_STATED TASK_
Set down the data below word for word, keeping every line as it stands, but leave out the pictures.
===== EXCERPTED RECORDS =====
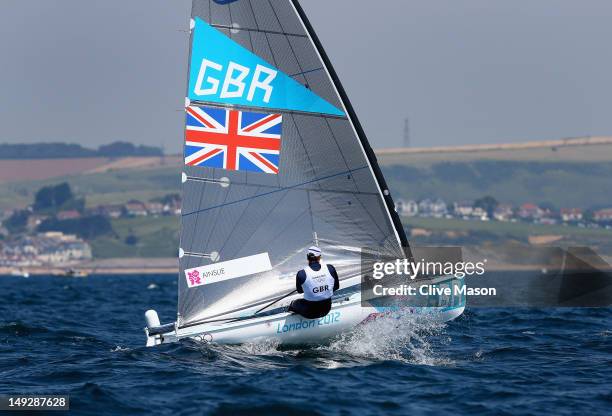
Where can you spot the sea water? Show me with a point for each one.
(84, 337)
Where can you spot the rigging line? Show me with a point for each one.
(269, 213)
(229, 10)
(236, 224)
(305, 72)
(254, 17)
(331, 131)
(400, 234)
(345, 216)
(274, 191)
(273, 32)
(289, 43)
(264, 109)
(297, 217)
(319, 189)
(303, 145)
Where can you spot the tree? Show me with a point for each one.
(85, 227)
(17, 222)
(52, 197)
=====
_REPLY_
Where can you spot the sea water? Show me with a point for each one.
(84, 337)
Where can you spot the rigging line? Show me with a point for each one.
(269, 213)
(229, 10)
(236, 224)
(305, 72)
(254, 17)
(331, 131)
(400, 234)
(345, 216)
(274, 191)
(273, 32)
(289, 43)
(264, 109)
(297, 217)
(319, 189)
(303, 145)
Where can you spot the tree? Show me with a point for each one.
(85, 227)
(17, 222)
(52, 197)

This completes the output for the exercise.